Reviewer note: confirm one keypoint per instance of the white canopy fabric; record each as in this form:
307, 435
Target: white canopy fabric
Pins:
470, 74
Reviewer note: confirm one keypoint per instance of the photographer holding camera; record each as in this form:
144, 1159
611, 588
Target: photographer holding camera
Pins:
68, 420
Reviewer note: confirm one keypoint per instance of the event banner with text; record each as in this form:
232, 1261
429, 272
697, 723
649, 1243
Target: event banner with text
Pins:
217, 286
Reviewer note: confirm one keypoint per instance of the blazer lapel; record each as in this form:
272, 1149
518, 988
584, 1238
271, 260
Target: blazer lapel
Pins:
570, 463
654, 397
◇ ◇ ◇ ◇ ◇
» ABOUT THIS EXERCISE
Transcribe only what runs from the line with "Target: photographer holding camera" to the last line above, keeping every line exactly as written.

» RESULT
Target: photographer holding camera
Pins:
68, 420
Reviewer note: confirm one keypoint per instance of the event banner with text; record each as in this form:
232, 1261
429, 272
697, 723
649, 1243
Target: event banner with text
Pins:
217, 286
Reviewer note: confirm one keypoint per instance of the blazer lapel; record each as in this form:
272, 1149
518, 988
584, 1238
271, 260
Target: blazer lapel
Pins:
570, 463
654, 397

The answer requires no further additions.